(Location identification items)
------------
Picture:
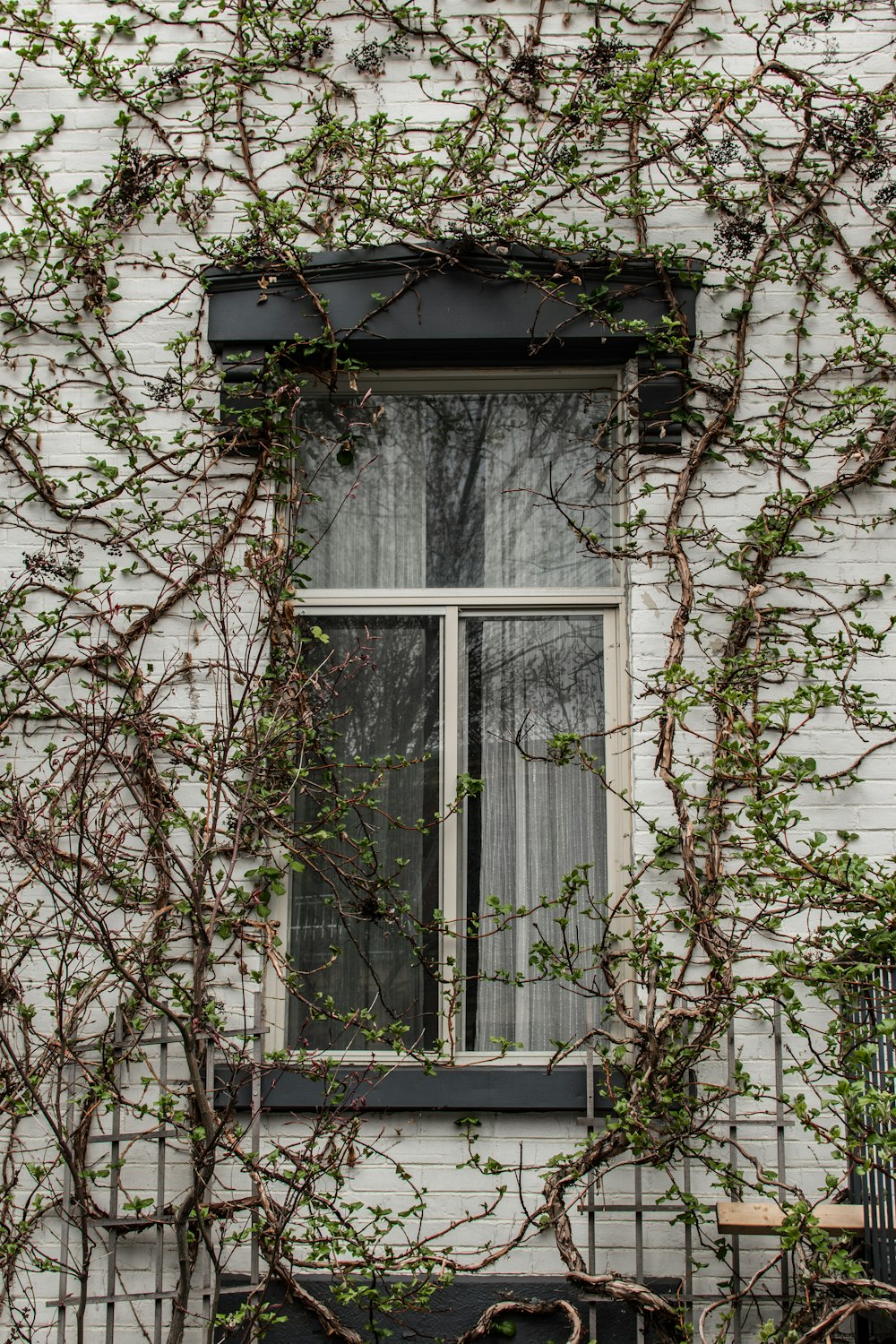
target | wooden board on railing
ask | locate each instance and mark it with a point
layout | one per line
(764, 1218)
------------
Task directions
Turn the lines of the items above into a numbered list, leaving out blank lines and the pictures.

Reply to the task
1. Picture:
2. target | wooden board on railing
3. ask | locate each instance and mark it with a point
4. layout | one per line
5. (764, 1218)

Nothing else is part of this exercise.